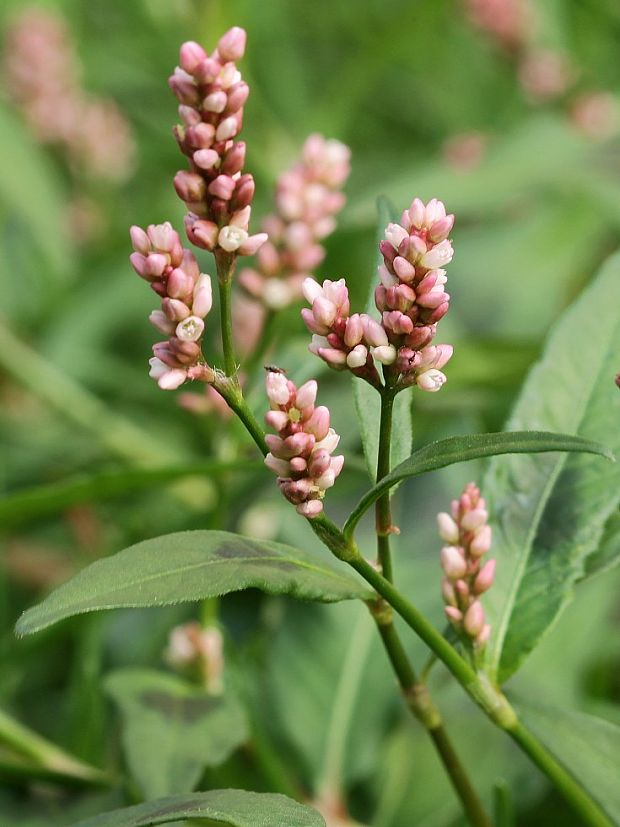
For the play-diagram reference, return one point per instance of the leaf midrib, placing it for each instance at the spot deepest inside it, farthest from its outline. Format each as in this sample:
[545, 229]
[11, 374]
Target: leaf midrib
[562, 459]
[189, 567]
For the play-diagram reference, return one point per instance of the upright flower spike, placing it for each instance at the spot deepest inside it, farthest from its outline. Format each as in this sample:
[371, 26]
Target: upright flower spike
[301, 453]
[218, 195]
[468, 538]
[412, 297]
[308, 197]
[344, 341]
[185, 293]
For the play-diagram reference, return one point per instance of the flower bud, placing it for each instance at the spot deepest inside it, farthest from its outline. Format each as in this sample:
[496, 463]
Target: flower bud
[190, 329]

___

**The problem:** Go through the material above, and wherever a line holds the word "Format", copy it.

**Answer section:**
For the play-diagram reference, return one point per instance of the leaf midrib, placing it for each instance at the spot deepest inside it, farthest from its outline. Format each as in this sample:
For the play-diagram reference, return one point per instance of the upright flower spike, placing it for each instance at the spot deepest inside it, farthest from its outline. Format each as in this sample:
For the play-diagram reference, return one point per instance of the flower bud, placing it for each instance at the spot deepest inside it, farthest from its outline. Format each as in this sample:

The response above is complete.